**Entries taken from a collection**
--------------------------------
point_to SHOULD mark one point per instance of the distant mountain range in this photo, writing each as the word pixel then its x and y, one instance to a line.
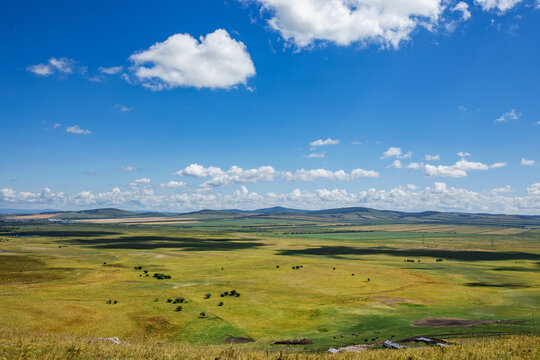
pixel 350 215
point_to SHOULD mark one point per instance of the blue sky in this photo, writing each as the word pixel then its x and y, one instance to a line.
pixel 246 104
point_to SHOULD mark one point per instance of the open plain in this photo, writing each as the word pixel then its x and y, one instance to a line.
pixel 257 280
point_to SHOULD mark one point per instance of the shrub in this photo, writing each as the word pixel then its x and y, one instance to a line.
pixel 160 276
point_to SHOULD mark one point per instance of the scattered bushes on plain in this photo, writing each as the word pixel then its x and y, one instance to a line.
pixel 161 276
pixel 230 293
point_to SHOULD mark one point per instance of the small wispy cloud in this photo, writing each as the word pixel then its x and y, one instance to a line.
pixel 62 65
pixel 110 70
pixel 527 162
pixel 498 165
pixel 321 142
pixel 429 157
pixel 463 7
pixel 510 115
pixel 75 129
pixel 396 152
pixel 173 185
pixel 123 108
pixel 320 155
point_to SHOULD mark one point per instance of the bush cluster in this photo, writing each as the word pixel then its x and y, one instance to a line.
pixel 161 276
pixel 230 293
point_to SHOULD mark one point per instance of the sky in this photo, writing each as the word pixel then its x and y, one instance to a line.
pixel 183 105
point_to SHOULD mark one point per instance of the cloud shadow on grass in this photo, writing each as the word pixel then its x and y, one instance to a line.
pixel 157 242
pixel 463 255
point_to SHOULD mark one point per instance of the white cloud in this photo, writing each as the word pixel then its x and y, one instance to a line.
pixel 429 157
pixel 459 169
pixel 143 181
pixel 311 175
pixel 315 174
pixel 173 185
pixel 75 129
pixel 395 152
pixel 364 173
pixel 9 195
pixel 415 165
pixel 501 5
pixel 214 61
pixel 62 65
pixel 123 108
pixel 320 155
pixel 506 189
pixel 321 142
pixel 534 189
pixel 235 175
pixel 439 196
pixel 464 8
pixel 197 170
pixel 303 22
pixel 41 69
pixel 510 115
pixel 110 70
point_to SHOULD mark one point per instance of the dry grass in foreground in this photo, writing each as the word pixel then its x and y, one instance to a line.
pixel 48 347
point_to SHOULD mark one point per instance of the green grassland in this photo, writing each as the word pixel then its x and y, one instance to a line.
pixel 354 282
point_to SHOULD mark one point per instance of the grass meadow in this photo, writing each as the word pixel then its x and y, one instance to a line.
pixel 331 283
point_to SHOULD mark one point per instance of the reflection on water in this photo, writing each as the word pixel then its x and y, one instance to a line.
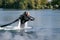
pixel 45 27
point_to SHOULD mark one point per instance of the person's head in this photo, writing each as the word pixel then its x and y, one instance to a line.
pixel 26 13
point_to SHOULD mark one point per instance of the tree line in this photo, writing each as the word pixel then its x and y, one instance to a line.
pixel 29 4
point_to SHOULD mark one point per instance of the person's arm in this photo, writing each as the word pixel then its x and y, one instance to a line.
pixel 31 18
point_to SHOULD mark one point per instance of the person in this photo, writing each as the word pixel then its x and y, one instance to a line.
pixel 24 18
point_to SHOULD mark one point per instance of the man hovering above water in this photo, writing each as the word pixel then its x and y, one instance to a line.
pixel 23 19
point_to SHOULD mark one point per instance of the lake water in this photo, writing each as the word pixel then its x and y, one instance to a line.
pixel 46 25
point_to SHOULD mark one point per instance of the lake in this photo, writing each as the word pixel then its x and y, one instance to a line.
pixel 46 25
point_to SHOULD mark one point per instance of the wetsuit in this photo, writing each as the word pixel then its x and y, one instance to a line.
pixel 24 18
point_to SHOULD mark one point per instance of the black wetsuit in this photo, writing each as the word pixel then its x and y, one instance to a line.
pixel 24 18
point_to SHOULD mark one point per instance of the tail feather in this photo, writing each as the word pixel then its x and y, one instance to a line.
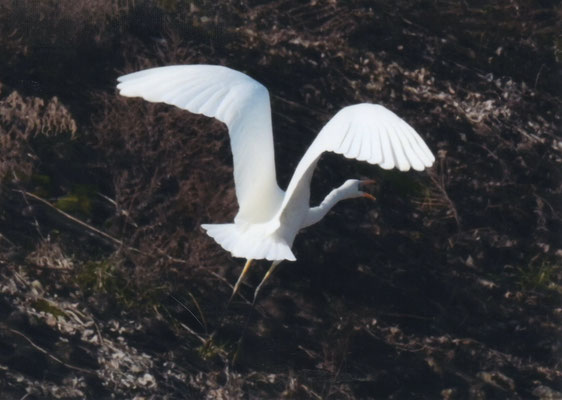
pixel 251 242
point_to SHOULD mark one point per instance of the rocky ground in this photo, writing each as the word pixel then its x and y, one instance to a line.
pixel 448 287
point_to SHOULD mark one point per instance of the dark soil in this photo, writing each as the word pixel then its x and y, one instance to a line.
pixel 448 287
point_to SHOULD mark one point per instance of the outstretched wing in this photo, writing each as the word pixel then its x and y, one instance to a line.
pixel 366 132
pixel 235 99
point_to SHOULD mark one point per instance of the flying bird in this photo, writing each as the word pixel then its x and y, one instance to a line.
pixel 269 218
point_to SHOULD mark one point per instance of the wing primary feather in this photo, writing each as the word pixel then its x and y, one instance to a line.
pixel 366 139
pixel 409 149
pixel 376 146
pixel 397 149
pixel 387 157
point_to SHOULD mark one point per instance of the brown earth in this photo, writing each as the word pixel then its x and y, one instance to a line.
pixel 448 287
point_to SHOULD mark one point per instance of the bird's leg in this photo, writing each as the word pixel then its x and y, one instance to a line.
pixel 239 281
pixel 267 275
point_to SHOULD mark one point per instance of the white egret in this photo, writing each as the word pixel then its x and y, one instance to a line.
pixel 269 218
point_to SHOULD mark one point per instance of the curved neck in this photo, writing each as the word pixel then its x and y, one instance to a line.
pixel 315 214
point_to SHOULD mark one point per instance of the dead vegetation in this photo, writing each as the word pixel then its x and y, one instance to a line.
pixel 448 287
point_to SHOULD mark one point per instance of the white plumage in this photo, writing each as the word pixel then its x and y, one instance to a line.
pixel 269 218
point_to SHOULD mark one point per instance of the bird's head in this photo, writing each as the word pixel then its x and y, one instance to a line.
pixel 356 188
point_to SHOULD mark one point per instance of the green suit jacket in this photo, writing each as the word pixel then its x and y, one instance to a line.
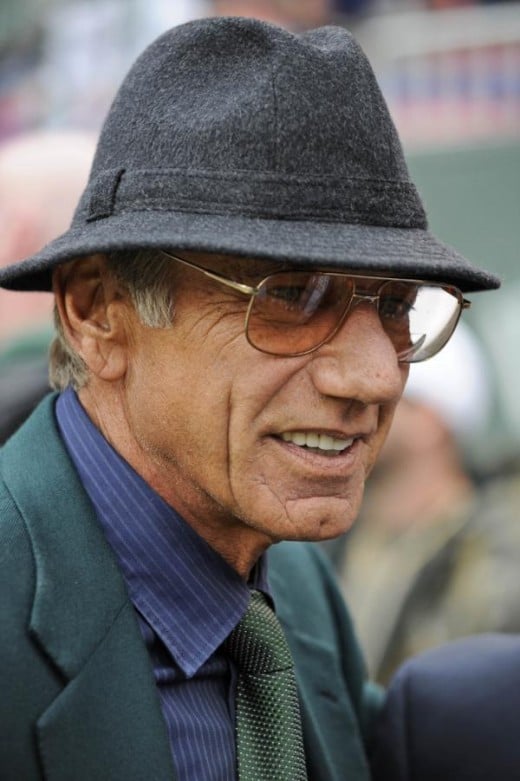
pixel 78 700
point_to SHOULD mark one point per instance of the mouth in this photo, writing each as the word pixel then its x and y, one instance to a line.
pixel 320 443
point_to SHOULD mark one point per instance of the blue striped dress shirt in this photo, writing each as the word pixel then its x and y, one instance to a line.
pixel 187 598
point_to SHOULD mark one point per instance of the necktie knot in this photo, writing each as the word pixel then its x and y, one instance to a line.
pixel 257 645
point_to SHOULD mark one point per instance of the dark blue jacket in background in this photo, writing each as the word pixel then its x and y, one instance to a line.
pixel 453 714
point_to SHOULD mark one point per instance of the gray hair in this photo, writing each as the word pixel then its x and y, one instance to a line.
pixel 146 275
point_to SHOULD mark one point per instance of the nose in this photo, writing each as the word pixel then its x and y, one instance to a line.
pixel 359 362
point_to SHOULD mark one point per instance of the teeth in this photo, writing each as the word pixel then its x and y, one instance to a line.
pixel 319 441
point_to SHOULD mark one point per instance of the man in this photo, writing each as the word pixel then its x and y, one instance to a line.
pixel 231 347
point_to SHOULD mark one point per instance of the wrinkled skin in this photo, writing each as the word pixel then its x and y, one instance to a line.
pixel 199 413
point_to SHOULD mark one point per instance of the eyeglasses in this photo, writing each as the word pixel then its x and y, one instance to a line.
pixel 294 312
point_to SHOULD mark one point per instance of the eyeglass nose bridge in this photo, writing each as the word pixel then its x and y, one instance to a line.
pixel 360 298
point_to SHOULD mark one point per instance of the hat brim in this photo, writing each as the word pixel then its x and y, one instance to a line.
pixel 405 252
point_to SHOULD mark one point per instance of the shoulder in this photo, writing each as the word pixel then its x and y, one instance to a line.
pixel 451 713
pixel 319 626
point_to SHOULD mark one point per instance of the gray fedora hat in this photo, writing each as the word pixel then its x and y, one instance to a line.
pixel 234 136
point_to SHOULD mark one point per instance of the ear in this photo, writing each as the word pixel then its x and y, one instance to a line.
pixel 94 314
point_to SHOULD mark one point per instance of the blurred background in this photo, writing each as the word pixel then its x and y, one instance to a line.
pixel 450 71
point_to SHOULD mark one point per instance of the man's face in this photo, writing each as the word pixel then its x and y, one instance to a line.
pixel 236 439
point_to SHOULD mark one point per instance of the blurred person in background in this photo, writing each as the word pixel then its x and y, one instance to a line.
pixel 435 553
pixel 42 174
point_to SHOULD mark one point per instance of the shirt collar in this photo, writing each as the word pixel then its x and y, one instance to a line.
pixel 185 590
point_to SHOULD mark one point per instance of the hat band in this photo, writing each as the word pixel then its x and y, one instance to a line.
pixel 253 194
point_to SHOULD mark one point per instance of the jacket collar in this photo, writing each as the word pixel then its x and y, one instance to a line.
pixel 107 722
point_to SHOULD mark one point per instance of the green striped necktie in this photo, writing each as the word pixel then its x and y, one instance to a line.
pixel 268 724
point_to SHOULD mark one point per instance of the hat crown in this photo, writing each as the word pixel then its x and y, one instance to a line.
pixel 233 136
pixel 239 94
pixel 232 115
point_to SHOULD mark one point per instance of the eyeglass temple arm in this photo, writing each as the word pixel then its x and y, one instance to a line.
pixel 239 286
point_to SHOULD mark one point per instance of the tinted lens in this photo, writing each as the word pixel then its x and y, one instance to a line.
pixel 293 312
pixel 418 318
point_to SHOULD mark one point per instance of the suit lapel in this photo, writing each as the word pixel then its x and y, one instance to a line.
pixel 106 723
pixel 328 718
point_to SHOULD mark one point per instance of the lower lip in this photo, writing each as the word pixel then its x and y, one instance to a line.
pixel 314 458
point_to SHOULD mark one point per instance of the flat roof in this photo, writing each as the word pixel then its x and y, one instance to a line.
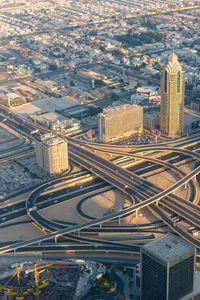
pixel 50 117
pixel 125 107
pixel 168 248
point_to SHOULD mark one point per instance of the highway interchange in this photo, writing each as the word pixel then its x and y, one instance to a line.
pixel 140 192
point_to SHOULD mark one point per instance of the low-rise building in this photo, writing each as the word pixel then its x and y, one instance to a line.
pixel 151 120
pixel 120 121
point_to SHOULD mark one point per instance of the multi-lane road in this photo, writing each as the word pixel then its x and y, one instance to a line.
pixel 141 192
--------------------------------
**TO DO**
Before answering, please find the line containing "point_to SHOULD mark one point per instance of the tinted" above, then copy exactly from it through the last line of the entries, both included, without pictures.

**EXERCISE RESULT**
point_to SHOULD mark one point per instance of the tinted lens in this photo, writing each as the word pixel then its x and y, one instance to a line.
pixel 293 312
pixel 418 318
point_to SHOULD mark one point per instance of the suit lapel in this photo, writing each as the word pixel then its x and y, one instance to a line.
pixel 106 723
pixel 328 718
point_to SHOULD mark one point per instance of the lower lip in this photo, writing each as the word pixel then its x and y, one instance to a line.
pixel 314 458
point_to SHOULD mark one point per instance of the flat roof in this photo, writing each as the word pixel then its x and y, one instance to a line.
pixel 50 117
pixel 125 107
pixel 168 248
point_to SHOULD mark one point per instance of the highway interchange in this photo, writing each as the word pixel then its x and y, one instance to a line.
pixel 140 192
point_to SHOULD mark one point per instance of the low-rise building in this photo, writing each as the word pixel then its x and y, one instance to a line.
pixel 151 120
pixel 120 121
point_to SHOULD mark one point per instance of the multi-lane road in this photo, writing each as the word pixel then its x and y, one instance to a line.
pixel 141 192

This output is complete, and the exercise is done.